=== DATA FOR THIS EXERCISE ===

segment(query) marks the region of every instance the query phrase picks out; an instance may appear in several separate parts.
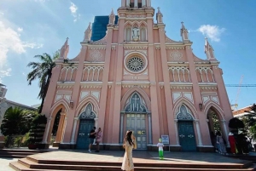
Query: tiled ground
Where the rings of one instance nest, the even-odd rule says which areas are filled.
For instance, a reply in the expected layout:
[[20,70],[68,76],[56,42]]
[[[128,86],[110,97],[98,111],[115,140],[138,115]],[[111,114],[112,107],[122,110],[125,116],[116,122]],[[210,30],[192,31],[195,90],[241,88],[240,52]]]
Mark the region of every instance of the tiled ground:
[[18,159],[13,158],[0,158],[0,171],[15,171],[9,166],[10,162],[17,161]]
[[[121,162],[124,151],[102,151],[100,153],[89,153],[87,151],[58,151],[34,155],[37,159],[67,161],[99,161]],[[230,158],[218,153],[200,152],[165,152],[165,160],[158,159],[158,152],[134,151],[134,162],[167,162],[167,163],[240,163],[239,159]]]

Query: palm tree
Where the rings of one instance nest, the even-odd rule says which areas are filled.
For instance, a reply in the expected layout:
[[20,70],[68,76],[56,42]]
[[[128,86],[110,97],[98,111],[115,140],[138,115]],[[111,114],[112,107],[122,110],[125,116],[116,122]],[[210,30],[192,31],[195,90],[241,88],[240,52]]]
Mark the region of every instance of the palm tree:
[[30,62],[27,66],[32,67],[32,71],[27,74],[28,85],[32,84],[32,82],[38,78],[38,86],[40,87],[40,92],[38,98],[42,100],[40,109],[38,113],[42,112],[44,101],[47,94],[49,84],[51,78],[51,70],[56,66],[55,60],[59,58],[60,52],[56,51],[51,57],[49,54],[44,53],[43,55],[35,55],[34,58],[40,60],[39,62]]
[[26,128],[26,120],[22,109],[9,107],[3,116],[1,125],[2,134],[4,136],[25,134],[28,130],[28,128]]

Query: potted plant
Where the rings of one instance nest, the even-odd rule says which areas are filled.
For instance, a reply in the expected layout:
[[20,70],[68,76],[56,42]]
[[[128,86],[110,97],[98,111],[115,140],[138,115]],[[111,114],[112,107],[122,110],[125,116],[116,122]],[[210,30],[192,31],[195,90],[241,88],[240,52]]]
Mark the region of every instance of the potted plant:
[[38,148],[38,144],[43,140],[46,123],[47,118],[44,115],[38,115],[33,118],[29,131],[28,149]]

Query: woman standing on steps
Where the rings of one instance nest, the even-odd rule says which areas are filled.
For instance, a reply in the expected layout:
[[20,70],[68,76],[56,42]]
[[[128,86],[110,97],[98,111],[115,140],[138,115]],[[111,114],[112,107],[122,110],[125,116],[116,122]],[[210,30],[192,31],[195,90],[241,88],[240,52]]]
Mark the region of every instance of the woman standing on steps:
[[100,142],[102,140],[102,128],[99,128],[97,134],[96,134],[96,152],[99,152],[100,151]]
[[133,161],[132,161],[132,149],[137,148],[136,138],[132,134],[132,131],[127,131],[125,138],[124,140],[124,148],[125,153],[124,156],[122,170],[134,171]]

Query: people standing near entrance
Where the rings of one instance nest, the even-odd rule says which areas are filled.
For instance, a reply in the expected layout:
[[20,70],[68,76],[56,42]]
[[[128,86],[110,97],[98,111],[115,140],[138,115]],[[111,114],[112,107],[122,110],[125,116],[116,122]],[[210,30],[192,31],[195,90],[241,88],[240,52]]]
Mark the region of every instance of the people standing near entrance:
[[218,145],[218,152],[220,154],[226,154],[227,150],[226,150],[226,145],[225,145],[225,141],[223,139],[221,134],[219,131],[217,132],[217,144]]
[[164,160],[164,144],[162,143],[162,140],[159,139],[159,143],[156,145],[159,151],[159,159]]
[[96,132],[96,127],[94,127],[94,128],[90,130],[90,135],[89,135],[89,140],[90,140],[89,150],[88,150],[89,152],[91,152],[91,151],[90,151],[91,145],[93,144],[94,140],[96,139],[96,134],[97,134],[97,133]]
[[97,134],[96,134],[96,152],[99,152],[100,151],[100,142],[102,140],[102,128],[99,128]]
[[122,170],[134,171],[133,161],[132,161],[132,149],[137,148],[136,138],[132,134],[132,131],[127,131],[123,144],[125,149],[124,160],[122,163]]

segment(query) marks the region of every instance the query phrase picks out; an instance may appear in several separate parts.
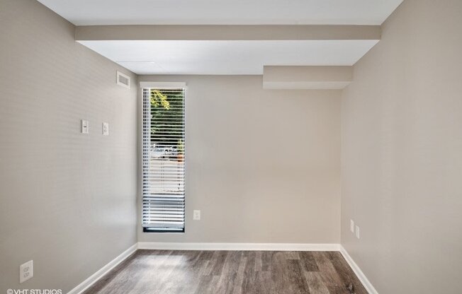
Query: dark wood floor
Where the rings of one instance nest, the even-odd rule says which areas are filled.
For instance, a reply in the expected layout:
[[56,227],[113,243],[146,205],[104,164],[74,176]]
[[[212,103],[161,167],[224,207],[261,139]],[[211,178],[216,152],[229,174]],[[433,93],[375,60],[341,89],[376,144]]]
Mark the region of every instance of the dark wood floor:
[[138,250],[85,292],[367,294],[339,252]]

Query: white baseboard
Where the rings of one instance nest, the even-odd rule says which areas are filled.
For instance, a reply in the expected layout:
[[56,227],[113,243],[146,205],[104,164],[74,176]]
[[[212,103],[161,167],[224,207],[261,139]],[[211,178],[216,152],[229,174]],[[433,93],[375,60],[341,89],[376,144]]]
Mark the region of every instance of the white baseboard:
[[339,244],[138,242],[138,249],[166,250],[340,251]]
[[377,292],[364,273],[363,273],[363,271],[361,270],[359,266],[358,266],[356,263],[354,262],[351,257],[348,254],[346,249],[345,249],[345,248],[342,245],[340,245],[340,253],[342,253],[342,255],[343,255],[346,262],[348,262],[348,264],[350,266],[353,271],[354,271],[354,274],[358,276],[358,278],[359,278],[359,281],[361,281],[361,283],[362,283],[367,292],[369,294],[378,294],[378,292]]
[[109,261],[109,263],[104,266],[103,266],[98,271],[92,274],[86,280],[81,282],[79,286],[75,287],[74,289],[69,291],[68,294],[79,294],[83,293],[84,290],[90,288],[90,286],[94,284],[98,280],[101,278],[104,275],[108,274],[109,271],[117,266],[120,262],[123,261],[129,256],[130,256],[133,252],[135,252],[137,249],[137,244],[135,244],[128,248],[127,250],[122,252],[120,255],[116,257],[114,259]]

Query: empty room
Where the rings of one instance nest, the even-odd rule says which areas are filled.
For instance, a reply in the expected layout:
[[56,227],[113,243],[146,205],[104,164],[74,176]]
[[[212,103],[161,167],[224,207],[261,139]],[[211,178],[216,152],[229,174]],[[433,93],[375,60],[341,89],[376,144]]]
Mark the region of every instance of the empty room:
[[461,0],[0,0],[0,294],[461,294]]

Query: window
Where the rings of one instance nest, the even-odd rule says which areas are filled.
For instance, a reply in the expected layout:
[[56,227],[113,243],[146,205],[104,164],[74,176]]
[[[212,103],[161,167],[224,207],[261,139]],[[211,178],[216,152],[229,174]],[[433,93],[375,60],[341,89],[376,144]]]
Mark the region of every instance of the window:
[[145,232],[184,232],[184,93],[142,88]]

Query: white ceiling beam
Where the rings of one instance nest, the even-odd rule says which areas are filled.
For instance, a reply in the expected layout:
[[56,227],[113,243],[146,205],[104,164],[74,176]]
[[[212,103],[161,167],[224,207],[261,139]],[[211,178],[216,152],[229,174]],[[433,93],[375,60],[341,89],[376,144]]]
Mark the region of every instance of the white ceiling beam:
[[356,40],[381,38],[378,25],[84,25],[77,41]]
[[265,66],[264,89],[343,89],[353,81],[352,66]]

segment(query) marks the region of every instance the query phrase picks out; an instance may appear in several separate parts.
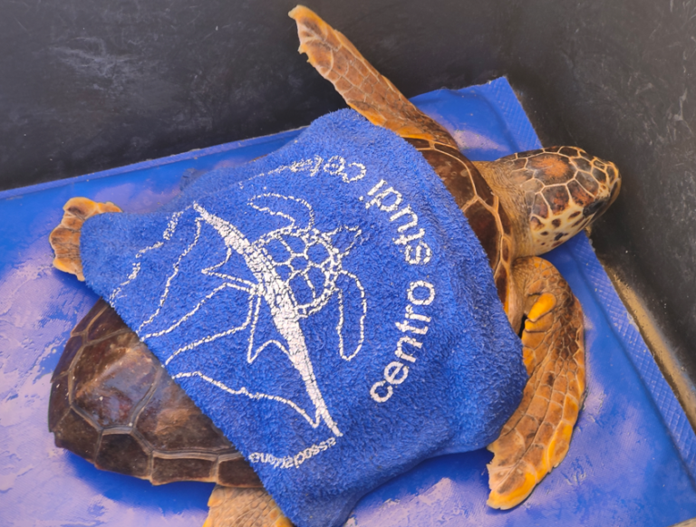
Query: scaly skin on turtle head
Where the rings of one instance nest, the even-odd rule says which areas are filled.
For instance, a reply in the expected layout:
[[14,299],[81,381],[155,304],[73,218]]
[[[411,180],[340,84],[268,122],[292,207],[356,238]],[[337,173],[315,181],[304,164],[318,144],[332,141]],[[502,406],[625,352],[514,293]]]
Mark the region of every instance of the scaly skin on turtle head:
[[475,163],[510,211],[518,256],[543,254],[588,227],[621,189],[616,166],[575,147]]

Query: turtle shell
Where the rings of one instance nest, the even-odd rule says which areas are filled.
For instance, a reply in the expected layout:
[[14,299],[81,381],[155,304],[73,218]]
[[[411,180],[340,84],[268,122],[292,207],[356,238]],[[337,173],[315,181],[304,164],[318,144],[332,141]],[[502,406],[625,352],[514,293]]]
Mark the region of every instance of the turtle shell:
[[261,486],[234,445],[101,299],[72,330],[53,373],[48,427],[57,446],[97,468],[154,484]]

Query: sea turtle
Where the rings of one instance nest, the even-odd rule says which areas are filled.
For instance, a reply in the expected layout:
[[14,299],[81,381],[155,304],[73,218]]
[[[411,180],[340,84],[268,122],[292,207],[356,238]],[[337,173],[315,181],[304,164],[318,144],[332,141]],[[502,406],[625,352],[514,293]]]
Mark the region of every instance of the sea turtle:
[[[615,166],[572,147],[471,162],[354,46],[304,6],[290,12],[300,52],[372,123],[421,152],[488,254],[500,301],[519,331],[529,379],[488,448],[488,504],[510,508],[566,455],[585,394],[583,315],[558,272],[537,257],[590,225],[616,198]],[[80,228],[112,204],[72,198],[51,235],[54,265],[83,280]],[[317,238],[318,239],[318,238]],[[96,466],[153,484],[218,483],[206,525],[288,525],[234,446],[159,367],[103,300],[72,330],[53,374],[49,429]]]

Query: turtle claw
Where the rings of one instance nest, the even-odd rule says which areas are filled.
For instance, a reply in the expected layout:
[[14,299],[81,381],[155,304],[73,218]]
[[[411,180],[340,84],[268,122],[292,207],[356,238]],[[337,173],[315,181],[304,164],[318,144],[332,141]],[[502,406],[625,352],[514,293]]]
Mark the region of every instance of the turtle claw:
[[488,446],[488,504],[496,509],[521,503],[563,460],[585,397],[579,302],[541,258],[518,259],[515,278],[526,301],[522,345],[529,379],[519,407]]
[[293,527],[262,488],[216,485],[208,506],[203,527]]
[[55,253],[53,267],[70,273],[84,282],[82,261],[80,258],[80,230],[84,220],[105,212],[121,212],[111,201],[99,203],[86,197],[72,197],[63,206],[65,211],[61,224],[49,235],[51,247]]

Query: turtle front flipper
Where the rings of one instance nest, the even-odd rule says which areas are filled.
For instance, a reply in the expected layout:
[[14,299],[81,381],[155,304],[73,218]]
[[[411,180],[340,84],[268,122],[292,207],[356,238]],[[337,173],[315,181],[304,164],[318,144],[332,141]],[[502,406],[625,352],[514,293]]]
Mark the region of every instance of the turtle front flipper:
[[304,5],[297,5],[288,14],[297,23],[299,52],[306,53],[309,63],[333,82],[348,106],[372,124],[402,138],[434,140],[457,148],[447,130],[413,106],[341,32]]
[[566,456],[585,398],[583,311],[548,262],[519,258],[513,275],[527,316],[522,331],[529,379],[522,402],[488,446],[488,503],[509,509]]
[[55,253],[53,267],[77,276],[84,282],[82,261],[80,257],[80,231],[84,220],[105,212],[121,212],[111,201],[98,203],[86,197],[72,197],[63,206],[65,211],[61,224],[49,235],[48,241]]
[[208,506],[210,510],[203,527],[293,527],[261,488],[216,485]]

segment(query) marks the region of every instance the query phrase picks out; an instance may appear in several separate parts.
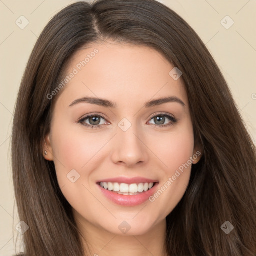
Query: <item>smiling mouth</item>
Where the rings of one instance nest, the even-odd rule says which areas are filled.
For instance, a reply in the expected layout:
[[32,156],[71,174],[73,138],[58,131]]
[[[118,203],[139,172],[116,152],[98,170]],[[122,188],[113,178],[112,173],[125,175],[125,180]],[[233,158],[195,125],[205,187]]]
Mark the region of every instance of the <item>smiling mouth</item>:
[[158,182],[126,184],[117,182],[98,182],[97,184],[106,190],[124,196],[136,196],[148,191]]

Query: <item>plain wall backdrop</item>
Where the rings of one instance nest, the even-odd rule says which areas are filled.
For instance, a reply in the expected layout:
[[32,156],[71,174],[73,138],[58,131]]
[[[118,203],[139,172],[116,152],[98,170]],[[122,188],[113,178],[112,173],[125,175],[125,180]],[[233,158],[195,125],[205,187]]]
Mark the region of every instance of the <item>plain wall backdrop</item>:
[[[22,236],[16,229],[22,220],[18,219],[16,206],[10,159],[13,114],[20,84],[44,26],[60,10],[76,2],[0,0],[0,256],[15,254],[16,242]],[[206,44],[228,82],[255,143],[256,0],[158,2],[184,18]]]

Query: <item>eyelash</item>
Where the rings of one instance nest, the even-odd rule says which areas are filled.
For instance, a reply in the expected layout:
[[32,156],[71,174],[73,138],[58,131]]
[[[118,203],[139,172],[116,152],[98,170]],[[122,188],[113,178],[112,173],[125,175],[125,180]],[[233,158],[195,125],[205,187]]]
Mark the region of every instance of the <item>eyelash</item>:
[[[77,122],[78,124],[81,124],[84,126],[86,126],[90,128],[91,128],[91,129],[97,129],[97,128],[102,128],[102,124],[98,124],[96,126],[92,126],[90,124],[86,124],[86,123],[84,122],[84,121],[86,120],[87,119],[88,119],[88,118],[91,118],[91,117],[96,117],[96,116],[98,117],[98,118],[101,118],[102,119],[104,119],[104,120],[106,120],[105,118],[104,118],[104,116],[102,116],[100,114],[89,114],[88,115],[86,115],[86,116],[82,117],[81,119],[79,120]],[[174,118],[172,116],[170,116],[170,114],[162,114],[162,113],[155,114],[154,116],[151,116],[150,118],[150,120],[151,120],[152,119],[153,119],[154,118],[155,118],[156,116],[162,116],[162,117],[164,117],[164,118],[167,118],[168,119],[170,119],[171,120],[171,122],[170,122],[170,124],[161,124],[161,125],[153,124],[154,126],[156,126],[158,128],[160,127],[161,128],[164,128],[168,127],[169,126],[173,126],[174,124],[177,122],[177,121],[178,121],[178,120],[176,118]]]

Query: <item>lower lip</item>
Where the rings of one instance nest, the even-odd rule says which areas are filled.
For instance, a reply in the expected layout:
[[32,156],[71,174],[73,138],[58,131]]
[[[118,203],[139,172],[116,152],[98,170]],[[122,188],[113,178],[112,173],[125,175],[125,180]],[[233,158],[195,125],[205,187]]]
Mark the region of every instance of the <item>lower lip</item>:
[[136,206],[145,202],[156,192],[159,183],[156,183],[150,190],[134,196],[125,196],[110,191],[98,184],[103,194],[112,202],[122,206]]

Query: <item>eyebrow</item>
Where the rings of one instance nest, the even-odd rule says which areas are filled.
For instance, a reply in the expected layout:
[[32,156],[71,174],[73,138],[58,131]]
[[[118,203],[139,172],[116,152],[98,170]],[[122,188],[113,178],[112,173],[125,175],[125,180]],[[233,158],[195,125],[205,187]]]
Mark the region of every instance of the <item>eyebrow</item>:
[[[172,96],[150,100],[146,102],[144,106],[148,108],[168,102],[176,102],[182,104],[183,106],[186,106],[186,104],[180,98]],[[98,105],[104,108],[117,108],[117,104],[116,102],[104,100],[103,98],[92,97],[84,97],[76,100],[70,105],[70,106],[74,106],[79,103],[90,103],[90,104]]]

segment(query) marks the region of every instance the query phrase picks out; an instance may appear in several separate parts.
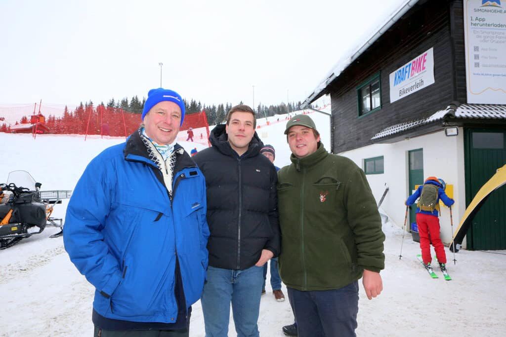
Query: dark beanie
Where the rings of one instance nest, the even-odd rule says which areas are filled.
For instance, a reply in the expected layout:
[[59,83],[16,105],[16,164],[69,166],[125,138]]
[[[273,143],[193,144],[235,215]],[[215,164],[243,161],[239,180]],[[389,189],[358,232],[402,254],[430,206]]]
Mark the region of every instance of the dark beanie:
[[276,159],[276,151],[274,151],[274,148],[272,145],[268,144],[264,145],[264,147],[260,150],[260,153],[264,153],[264,152],[270,152],[274,156],[274,159]]
[[185,119],[185,103],[183,102],[183,99],[176,91],[163,88],[151,89],[148,92],[148,99],[144,103],[144,108],[142,110],[142,120],[144,120],[144,117],[151,108],[163,101],[174,102],[179,106],[181,109],[181,125],[182,125],[183,121]]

===

WHAT YOU ARE ASKED TO DO: Please repeat the material word for word, starting with its first line and going on through the line with "Mark the region of every instance of the tiled". Leave the picture out of your answer.

EXERCISE OUTPUT:
segment(query) marks the region of every instance the query phrase picks out; an instance may appear in several separate parts.
Query: tiled ground
Where the rings of one instance nest, the even-odd rule says which areas are filled.
For instance, a reply in the expected layout:
[[20,70],[68,76],[56,42]]
[[[128,86],[110,97],[98,111],[115,140],[138,115]],[[111,114],[112,107],[122,110],[125,116],[116,122]],[[210,30],[192,31],[195,90],[241,88],[240,52]]]
Mark the region of every instance of the tiled ground:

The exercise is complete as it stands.